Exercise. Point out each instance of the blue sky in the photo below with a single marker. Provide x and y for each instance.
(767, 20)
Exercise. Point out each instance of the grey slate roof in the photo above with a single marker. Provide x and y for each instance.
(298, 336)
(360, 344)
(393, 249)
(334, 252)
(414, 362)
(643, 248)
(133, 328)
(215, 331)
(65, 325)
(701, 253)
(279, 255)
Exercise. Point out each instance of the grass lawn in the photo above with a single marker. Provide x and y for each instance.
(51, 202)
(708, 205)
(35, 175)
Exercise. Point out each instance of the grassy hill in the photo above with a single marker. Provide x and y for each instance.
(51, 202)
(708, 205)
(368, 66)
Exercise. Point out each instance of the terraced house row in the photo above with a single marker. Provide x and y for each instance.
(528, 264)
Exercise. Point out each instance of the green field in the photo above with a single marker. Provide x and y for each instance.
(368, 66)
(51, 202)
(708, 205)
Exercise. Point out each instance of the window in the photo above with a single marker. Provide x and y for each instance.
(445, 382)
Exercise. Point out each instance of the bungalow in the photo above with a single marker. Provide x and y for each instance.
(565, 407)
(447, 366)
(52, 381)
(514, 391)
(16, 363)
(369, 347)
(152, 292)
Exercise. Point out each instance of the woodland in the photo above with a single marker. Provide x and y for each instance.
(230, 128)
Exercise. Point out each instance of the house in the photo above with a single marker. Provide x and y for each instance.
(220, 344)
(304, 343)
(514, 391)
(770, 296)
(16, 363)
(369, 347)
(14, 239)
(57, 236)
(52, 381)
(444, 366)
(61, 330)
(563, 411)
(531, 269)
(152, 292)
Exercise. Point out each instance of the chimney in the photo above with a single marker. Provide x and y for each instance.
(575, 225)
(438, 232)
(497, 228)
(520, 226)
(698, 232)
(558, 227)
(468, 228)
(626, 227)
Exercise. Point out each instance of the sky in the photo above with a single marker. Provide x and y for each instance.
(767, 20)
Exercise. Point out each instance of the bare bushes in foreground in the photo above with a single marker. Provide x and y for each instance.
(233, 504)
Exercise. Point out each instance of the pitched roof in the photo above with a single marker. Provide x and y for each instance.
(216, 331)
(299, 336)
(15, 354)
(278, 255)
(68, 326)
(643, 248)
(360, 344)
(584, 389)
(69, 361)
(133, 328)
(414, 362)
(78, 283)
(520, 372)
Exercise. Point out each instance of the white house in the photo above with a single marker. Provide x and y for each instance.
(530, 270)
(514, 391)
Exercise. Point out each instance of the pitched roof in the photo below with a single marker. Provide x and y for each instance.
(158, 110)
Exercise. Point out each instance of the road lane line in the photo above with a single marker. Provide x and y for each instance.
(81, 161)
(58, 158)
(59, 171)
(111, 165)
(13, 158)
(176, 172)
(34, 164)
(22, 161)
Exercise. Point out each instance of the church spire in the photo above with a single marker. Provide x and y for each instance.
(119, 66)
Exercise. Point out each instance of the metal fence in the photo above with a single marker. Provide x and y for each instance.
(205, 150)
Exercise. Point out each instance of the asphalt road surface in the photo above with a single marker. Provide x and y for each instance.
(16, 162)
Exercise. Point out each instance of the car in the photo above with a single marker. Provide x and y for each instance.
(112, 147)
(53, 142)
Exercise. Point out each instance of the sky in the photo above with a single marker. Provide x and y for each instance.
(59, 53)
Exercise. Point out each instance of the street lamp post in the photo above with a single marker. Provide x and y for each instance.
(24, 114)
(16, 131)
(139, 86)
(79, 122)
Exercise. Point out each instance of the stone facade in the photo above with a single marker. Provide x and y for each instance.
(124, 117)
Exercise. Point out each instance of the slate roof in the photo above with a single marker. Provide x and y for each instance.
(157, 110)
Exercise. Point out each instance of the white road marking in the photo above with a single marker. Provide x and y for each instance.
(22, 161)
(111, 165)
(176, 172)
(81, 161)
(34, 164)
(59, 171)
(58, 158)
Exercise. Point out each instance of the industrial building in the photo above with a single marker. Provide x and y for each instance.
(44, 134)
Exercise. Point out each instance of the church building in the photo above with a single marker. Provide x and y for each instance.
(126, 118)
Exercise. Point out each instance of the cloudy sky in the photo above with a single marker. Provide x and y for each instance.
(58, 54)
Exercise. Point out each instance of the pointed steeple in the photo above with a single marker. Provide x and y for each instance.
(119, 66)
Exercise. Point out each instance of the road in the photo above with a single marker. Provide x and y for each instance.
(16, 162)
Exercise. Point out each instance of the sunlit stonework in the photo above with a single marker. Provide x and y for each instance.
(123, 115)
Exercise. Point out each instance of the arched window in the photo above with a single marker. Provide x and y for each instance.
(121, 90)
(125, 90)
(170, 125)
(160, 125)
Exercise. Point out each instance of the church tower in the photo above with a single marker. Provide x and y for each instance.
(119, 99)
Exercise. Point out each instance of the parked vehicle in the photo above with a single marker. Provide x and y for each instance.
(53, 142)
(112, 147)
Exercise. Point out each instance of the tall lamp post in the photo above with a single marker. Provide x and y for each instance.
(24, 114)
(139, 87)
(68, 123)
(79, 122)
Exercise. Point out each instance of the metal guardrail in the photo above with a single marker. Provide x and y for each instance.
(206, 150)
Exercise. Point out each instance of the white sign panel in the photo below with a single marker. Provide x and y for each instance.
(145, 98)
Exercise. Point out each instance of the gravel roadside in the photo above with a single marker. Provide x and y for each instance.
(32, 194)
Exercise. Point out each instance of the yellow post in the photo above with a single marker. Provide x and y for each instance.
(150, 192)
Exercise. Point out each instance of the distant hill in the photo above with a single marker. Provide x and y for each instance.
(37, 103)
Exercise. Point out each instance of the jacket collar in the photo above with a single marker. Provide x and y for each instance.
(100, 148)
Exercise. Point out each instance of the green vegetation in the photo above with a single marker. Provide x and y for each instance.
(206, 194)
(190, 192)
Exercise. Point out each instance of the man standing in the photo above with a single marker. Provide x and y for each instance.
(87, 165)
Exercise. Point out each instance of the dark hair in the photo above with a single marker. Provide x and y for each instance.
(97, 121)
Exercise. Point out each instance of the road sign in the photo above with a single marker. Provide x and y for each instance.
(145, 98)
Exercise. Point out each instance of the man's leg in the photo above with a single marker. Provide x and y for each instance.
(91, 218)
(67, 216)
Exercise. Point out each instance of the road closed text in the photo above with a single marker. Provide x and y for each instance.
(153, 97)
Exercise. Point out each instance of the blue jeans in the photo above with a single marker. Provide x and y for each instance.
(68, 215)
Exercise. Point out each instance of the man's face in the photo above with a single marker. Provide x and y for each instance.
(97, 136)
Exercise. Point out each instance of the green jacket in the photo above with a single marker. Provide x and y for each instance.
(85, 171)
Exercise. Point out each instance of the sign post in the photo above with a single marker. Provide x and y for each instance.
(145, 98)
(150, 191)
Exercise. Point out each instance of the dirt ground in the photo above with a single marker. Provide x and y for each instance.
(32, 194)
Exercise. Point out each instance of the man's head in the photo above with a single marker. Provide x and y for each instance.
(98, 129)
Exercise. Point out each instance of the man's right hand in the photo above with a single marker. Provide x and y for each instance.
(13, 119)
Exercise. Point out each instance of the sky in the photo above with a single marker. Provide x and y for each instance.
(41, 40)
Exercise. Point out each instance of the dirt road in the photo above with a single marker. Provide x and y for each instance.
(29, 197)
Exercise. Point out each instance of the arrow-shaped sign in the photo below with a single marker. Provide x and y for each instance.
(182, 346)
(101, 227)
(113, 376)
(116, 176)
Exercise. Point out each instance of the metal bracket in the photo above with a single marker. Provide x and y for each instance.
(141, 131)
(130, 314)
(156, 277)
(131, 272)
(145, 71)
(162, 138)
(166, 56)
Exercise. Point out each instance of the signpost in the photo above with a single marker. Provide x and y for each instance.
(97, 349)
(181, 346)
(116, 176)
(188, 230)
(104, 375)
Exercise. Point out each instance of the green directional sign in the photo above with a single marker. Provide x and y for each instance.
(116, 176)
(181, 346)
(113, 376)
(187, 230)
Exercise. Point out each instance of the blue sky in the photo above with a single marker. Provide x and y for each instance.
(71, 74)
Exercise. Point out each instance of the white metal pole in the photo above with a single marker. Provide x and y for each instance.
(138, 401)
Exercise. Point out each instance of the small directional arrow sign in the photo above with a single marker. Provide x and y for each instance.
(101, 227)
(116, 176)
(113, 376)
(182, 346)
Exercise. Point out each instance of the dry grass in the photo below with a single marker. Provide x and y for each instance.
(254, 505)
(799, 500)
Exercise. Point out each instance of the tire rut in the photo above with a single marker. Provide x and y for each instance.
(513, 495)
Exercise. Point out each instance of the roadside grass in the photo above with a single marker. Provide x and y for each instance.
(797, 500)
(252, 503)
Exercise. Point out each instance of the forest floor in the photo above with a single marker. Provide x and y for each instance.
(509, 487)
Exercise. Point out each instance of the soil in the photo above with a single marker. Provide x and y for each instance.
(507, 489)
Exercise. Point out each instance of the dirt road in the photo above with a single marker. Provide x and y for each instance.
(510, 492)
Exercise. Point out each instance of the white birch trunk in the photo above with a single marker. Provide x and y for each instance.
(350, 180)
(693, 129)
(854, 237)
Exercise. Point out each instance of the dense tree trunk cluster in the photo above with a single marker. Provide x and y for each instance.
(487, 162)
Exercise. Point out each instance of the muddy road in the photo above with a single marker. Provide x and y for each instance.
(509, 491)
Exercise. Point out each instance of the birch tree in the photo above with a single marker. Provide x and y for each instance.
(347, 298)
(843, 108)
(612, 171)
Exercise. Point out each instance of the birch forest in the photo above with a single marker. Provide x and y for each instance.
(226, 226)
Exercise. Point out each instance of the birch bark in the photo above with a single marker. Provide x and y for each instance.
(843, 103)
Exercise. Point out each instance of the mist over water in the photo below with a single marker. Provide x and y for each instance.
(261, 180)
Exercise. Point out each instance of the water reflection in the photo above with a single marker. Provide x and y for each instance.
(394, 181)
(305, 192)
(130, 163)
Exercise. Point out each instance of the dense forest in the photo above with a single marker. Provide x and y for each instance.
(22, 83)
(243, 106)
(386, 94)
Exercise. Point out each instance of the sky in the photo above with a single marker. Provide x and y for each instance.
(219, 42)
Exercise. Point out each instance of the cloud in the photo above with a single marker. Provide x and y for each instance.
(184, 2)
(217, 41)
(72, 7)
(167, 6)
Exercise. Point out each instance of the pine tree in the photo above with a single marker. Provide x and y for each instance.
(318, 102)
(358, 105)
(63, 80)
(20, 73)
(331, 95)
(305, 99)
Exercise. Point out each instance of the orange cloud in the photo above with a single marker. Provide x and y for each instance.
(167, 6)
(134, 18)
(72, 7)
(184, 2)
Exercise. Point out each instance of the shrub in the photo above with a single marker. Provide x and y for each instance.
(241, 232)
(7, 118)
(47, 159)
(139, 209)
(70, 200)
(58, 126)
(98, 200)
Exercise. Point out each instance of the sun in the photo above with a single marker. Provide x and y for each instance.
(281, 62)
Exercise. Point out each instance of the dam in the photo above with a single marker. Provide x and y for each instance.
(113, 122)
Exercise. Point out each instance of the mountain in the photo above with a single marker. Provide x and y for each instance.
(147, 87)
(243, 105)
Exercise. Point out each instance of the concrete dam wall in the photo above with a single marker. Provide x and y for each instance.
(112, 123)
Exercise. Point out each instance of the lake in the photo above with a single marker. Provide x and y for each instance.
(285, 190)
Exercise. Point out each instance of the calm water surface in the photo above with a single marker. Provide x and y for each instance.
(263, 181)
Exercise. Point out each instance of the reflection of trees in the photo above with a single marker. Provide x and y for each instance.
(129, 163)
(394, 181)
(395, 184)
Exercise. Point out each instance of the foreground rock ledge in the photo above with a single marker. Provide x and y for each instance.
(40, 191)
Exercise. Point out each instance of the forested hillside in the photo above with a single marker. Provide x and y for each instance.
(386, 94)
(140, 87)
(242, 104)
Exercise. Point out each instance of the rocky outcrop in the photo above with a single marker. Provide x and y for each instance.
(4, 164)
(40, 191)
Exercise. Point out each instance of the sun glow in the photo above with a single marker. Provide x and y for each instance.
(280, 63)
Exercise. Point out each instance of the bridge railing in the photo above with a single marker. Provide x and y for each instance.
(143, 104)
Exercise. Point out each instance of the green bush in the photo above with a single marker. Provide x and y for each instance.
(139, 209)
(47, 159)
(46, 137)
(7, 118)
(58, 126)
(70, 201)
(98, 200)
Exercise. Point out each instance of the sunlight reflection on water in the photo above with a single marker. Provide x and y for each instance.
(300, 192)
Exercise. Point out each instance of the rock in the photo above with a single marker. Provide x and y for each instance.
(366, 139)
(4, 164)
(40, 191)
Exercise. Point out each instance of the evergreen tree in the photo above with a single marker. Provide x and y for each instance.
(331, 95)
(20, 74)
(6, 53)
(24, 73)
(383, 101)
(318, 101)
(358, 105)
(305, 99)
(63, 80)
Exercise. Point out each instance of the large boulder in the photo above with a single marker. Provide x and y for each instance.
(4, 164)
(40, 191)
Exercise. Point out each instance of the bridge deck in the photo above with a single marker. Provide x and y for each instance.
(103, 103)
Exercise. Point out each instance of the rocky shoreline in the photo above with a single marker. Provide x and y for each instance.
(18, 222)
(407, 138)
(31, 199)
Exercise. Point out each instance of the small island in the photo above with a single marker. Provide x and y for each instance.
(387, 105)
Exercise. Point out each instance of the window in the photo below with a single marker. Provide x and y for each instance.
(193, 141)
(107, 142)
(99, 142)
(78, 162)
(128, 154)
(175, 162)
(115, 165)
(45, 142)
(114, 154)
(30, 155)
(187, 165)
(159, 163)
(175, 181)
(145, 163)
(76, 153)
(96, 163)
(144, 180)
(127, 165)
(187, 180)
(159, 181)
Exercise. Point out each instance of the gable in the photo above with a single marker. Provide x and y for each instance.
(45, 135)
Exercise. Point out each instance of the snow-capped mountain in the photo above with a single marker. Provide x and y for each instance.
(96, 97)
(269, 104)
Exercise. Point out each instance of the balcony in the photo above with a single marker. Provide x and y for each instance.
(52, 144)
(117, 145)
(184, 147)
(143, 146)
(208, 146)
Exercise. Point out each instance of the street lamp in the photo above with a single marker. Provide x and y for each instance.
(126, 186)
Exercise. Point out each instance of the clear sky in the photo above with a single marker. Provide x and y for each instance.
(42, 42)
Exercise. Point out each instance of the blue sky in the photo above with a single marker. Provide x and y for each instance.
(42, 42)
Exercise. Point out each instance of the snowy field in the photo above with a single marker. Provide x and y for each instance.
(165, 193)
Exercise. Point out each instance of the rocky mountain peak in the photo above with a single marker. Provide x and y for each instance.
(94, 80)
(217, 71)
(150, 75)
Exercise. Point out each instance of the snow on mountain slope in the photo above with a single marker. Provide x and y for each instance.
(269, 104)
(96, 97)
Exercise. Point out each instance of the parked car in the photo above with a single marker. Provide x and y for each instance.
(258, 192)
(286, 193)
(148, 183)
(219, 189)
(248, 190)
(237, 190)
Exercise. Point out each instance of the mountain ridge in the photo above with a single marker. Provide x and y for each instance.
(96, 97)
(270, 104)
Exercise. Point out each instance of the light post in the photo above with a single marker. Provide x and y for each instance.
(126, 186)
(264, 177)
########################################
## Instructions for the task
Write the lines out verbatim, from the one with "Exercise. Point out each instance of the snowy" through the last line of the entries, and stop there.

## Output for this task
Exercise. Point out each instance of the snowy field in the photo above with a single marker. Provide x and y for each instance.
(165, 193)
Exercise. Point out each instance of the rocky mountain peak in the photo above with a single marker. Provide x and y for each instance.
(94, 80)
(217, 71)
(150, 75)
Exercise. Point out each instance of the snow on mountain slope in the photo above with a single marker. Provide x and y for each instance.
(269, 104)
(96, 97)
Exercise. Point out each instance of the parked car in the photo above with a single marker. Provide x and y for each instance.
(258, 192)
(286, 193)
(148, 183)
(219, 189)
(248, 190)
(237, 190)
Exercise. Point out each instance of the mountain ridge in the photo above with a single marker. Provide x and y for each instance.
(96, 97)
(270, 104)
Exercise. Point out each instance of the light post in the photo above with a single marker. Provide x and y for each instance.
(126, 186)
(264, 177)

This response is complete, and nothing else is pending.